(Tasks to complete)
1. Translate this sentence from the text on Admiral Lowry into French: "Lowry was promoted to the rank of commander on 31 December 1889."
2. From the text on Admiral Lowry, write out the passage starting at "Lowry was made" and ending at "the two ships.".

(Text provided)
▼▼▼

Royal Navy Admiral (1854–1920)

Admiral Sir Robert Swinburne Lowry, (4 March 1854 - 29 May 1920) was a Royal Navy officer who became Admiral Commanding on the Coast of Scotland.

==Early life==

Lowry was the eldest son of Emily Rohesia (née Ward) and Lieutenant General Robert William Lowry. He was educated at the Royal Naval College, Dartmouth,

==Naval career==
While a Midshipman, he was one of three crew of HMS Invincible to be awarded a Royal Humane Society Bronze award for saving a life
off the coast of Gibraltar.

Lowry was made a lieutenant in the Royal Navy on 15 October 1875.

Lowry while still a lieutenant as the first to suggest the use of large-scale underway replenishment techniques in an 1883 paper to the think tank Royal United Services Institute. He argued that a successful system would provide a minimum rate of 20 tons per hour while the ships maintain a speed of five knots. His proposal was for transfer to be effected through watertight coal carriers suspended from a cable between the two ships.

Lowry was promoted to the rank of commander on 31 December 1889.

On 7 January 1890 Lowry was appointed to command of the armoured cruiser HMS Undaunted. In April 1891, while serving with the Mediterranean Fleet HMS Undaunted and HMS Melita went to the aid of the French cruiser Seignelay when she ran aground off Jaffa. In recognition of his assistance, the French government presented Lowry with two small Sèvres vases.

He was promoted to the rank captain on 30 June 1896. In January 1900 he was given command of the pre-dreadnought battleship HMS Ramillies, flagship of the second-in-command of the Mediterranean Fleet. After handing over command of the Ramillies on 27 February 1902 he was in May 1902 appointed in command of the battleship HMS Hood, also serving in the Mediterranean. During combined manoeuvres with the Channel squadron in the Aegean sea, the Hood damaged her rudder on the seabed, and in November 1902 she had to return to Chatham for repairs and a refit. Lowry paid her off on 5 December 1902, and was appointed Commanding officer of the Royal Naval Engineering College at Keyham on the following day, serving as such until 6 December 1905.

▲▲▲

(Data)
▼▼▼

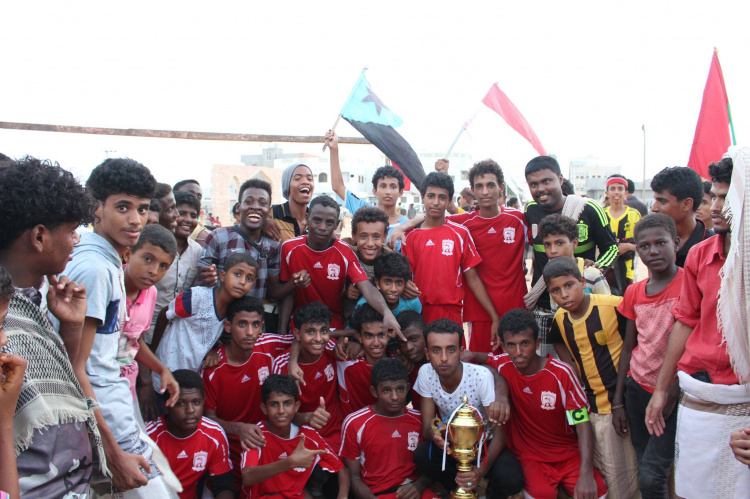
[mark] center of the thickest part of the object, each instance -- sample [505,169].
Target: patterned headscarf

▲▲▲

(Results for each task)
1. Lowry fut promu au grade de capitaine de frégate le 31 décembre 1889.

2.
Lowry was made a lieutenant in the Royal Navy on 15 October 1875.

Lowry while still a lieutenant as the first to suggest the use of large-scale underway replenishment techniques in an 1883 paper to the think tank Royal United Services Institute. He argued that a successful system would provide a minimum rate of 20 tons per hour while the ships maintain a speed of five knots. His proposal was for transfer to be effected through watertight coal carriers suspended from a cable between the two ships.